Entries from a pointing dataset
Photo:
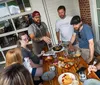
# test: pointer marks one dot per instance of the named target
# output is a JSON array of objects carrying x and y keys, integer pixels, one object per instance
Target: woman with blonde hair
[
  {"x": 13, "y": 56},
  {"x": 15, "y": 74}
]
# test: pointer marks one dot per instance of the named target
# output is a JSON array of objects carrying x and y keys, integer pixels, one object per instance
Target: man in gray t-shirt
[{"x": 39, "y": 34}]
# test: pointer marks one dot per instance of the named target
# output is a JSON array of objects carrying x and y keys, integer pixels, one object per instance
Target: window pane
[
  {"x": 3, "y": 11},
  {"x": 98, "y": 14},
  {"x": 18, "y": 6},
  {"x": 6, "y": 26},
  {"x": 98, "y": 3},
  {"x": 23, "y": 21},
  {"x": 8, "y": 40},
  {"x": 99, "y": 33},
  {"x": 26, "y": 32},
  {"x": 1, "y": 57}
]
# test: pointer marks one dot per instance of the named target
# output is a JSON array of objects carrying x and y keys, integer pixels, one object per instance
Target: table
[{"x": 73, "y": 69}]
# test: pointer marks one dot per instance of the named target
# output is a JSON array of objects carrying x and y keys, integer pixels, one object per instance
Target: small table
[{"x": 46, "y": 65}]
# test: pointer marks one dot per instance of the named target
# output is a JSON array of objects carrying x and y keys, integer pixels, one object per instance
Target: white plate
[
  {"x": 91, "y": 82},
  {"x": 48, "y": 75},
  {"x": 70, "y": 74}
]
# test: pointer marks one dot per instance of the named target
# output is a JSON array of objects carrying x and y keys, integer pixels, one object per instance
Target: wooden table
[{"x": 73, "y": 69}]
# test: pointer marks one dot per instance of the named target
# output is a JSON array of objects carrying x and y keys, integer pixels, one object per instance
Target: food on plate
[
  {"x": 48, "y": 58},
  {"x": 57, "y": 48},
  {"x": 61, "y": 58},
  {"x": 68, "y": 60},
  {"x": 66, "y": 79},
  {"x": 61, "y": 64},
  {"x": 67, "y": 66}
]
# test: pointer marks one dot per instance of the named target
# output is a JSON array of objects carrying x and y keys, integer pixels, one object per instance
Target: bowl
[
  {"x": 71, "y": 79},
  {"x": 91, "y": 82},
  {"x": 57, "y": 48},
  {"x": 49, "y": 75}
]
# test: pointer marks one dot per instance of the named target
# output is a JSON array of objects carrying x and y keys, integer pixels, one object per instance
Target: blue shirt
[{"x": 84, "y": 36}]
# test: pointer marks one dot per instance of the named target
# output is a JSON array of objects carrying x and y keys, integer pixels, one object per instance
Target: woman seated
[
  {"x": 14, "y": 55},
  {"x": 15, "y": 74},
  {"x": 31, "y": 61},
  {"x": 95, "y": 69}
]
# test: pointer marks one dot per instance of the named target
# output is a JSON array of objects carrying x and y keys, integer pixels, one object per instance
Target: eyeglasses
[{"x": 79, "y": 35}]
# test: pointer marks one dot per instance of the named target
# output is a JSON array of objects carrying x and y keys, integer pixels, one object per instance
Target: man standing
[
  {"x": 63, "y": 28},
  {"x": 84, "y": 36},
  {"x": 39, "y": 34}
]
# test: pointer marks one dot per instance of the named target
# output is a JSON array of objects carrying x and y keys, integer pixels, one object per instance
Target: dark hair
[
  {"x": 75, "y": 20},
  {"x": 19, "y": 38},
  {"x": 15, "y": 74},
  {"x": 61, "y": 7}
]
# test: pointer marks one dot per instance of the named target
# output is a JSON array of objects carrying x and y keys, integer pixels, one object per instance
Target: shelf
[{"x": 12, "y": 32}]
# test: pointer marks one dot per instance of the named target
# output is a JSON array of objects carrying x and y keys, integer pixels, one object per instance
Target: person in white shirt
[{"x": 64, "y": 30}]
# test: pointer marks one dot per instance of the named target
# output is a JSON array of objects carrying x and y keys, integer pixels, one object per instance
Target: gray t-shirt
[{"x": 38, "y": 31}]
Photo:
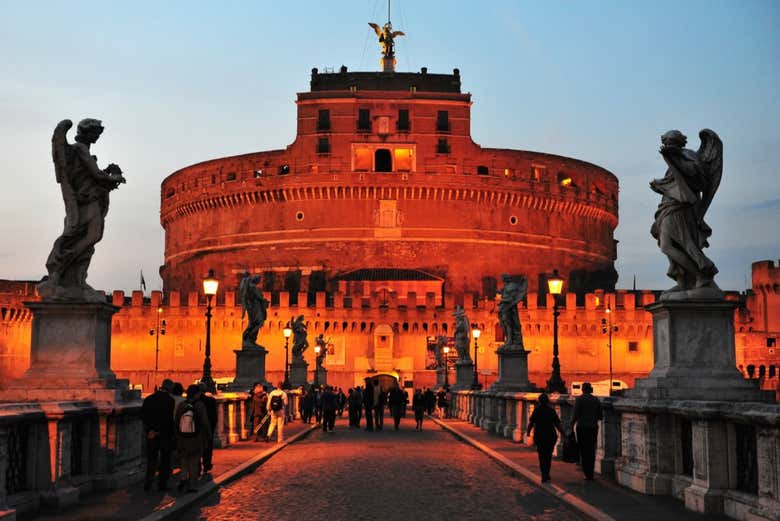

REQUIREMENTS: How many lines of the data above contain the string "table"? Case counts, and the reply should be the number alone.

WRITTEN ANSWER: 3